EXERCISE DETAILS -
Exact reproduction is required for all entries.

INPUT RECORDS -
══════════════════════════════
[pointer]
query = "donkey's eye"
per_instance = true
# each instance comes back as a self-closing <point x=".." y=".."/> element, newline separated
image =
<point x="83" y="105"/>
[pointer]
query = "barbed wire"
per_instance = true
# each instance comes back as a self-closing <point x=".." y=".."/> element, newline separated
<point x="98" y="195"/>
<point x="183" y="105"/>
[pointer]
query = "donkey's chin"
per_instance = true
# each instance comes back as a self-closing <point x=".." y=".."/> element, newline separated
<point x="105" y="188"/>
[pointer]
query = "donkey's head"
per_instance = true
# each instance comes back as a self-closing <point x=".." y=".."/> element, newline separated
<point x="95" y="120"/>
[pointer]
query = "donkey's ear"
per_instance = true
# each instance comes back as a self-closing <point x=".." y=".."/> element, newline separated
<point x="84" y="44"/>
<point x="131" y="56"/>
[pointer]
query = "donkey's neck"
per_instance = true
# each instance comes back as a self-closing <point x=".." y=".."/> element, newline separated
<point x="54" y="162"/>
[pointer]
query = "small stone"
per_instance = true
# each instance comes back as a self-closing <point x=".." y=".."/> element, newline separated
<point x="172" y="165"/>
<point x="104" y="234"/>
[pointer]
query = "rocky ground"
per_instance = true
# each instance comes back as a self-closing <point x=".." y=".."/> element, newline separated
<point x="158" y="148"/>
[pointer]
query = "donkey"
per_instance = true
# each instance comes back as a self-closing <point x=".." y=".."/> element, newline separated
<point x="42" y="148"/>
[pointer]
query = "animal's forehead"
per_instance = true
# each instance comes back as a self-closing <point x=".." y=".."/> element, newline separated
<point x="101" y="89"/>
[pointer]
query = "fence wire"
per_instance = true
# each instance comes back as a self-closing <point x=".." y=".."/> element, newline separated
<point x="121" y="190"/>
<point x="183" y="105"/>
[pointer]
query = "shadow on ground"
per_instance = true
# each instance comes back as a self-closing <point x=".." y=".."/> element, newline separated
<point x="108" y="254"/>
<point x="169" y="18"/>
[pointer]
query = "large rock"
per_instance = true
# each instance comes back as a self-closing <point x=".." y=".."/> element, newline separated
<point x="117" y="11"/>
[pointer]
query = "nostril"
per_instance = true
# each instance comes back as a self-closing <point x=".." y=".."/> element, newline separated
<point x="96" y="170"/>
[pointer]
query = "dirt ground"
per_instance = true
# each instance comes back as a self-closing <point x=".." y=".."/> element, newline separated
══════════════════════════════
WORKED SOLUTION -
[pointer]
query = "donkey's eye"
per_instance = true
# each instance comes back as a self-closing <point x=".." y=".."/> element, newline separated
image =
<point x="83" y="105"/>
[pointer]
query = "barbed wire"
per_instance = true
# each instance comes back as a self-closing <point x=".." y=".."/> element, newline separated
<point x="98" y="195"/>
<point x="183" y="105"/>
[pointer]
query = "donkey's chin"
per_instance = true
# each instance comes back as a self-closing <point x=".." y=".."/> element, newline separated
<point x="105" y="188"/>
[pointer]
query = "donkey's head"
per_instance = true
# each instance comes back as a self-closing <point x=".." y=".."/> element, newline separated
<point x="95" y="120"/>
[pointer]
query = "donkey's ear"
per_instance = true
# each instance comes back as a self-closing <point x=".." y=".."/> element, newline separated
<point x="84" y="44"/>
<point x="131" y="56"/>
[pointer]
query = "donkey's neck"
per_instance = true
# each instance comes back as a self-closing <point x=".." y=".."/> element, newline separated
<point x="54" y="162"/>
[pointer]
query = "small stone"
per_instance = true
# each instance comes back as a self-closing <point x=".." y=".."/> element, newline separated
<point x="172" y="165"/>
<point x="104" y="234"/>
[pointer]
query = "rocky ground"
per_instance = true
# each instance comes back as a self-closing <point x=".." y=".."/> element, newline separated
<point x="158" y="148"/>
[pointer]
query = "donkey"
per_instance = true
# each instance comes back as a self-closing <point x=".." y=".."/> element, newline separated
<point x="42" y="148"/>
[pointer]
query = "animal's forehead"
per_instance = true
# each instance comes back as a self-closing <point x=".." y=".."/> element, newline separated
<point x="101" y="89"/>
[pointer]
query = "fence wire"
per_instance = true
# each instance comes back as a self-closing <point x=".." y=".."/> element, newline separated
<point x="121" y="190"/>
<point x="183" y="105"/>
[pointer]
query = "shadow on ground"
per_instance = true
# each instance comes back as a self-closing <point x=".." y=".."/> element, newline separated
<point x="108" y="254"/>
<point x="169" y="18"/>
[pointer]
query = "large rock"
per_instance = true
# each instance comes back as a self-closing <point x=".." y=".."/> element, newline separated
<point x="117" y="11"/>
[pointer]
query = "nostril"
per_instance = true
# each instance comes back as a self-closing <point x=".." y=".."/> element, newline separated
<point x="96" y="170"/>
[pointer]
query = "dirt ground"
per_instance = true
# each instance comes back as a self-closing <point x=".." y=".."/> element, newline separated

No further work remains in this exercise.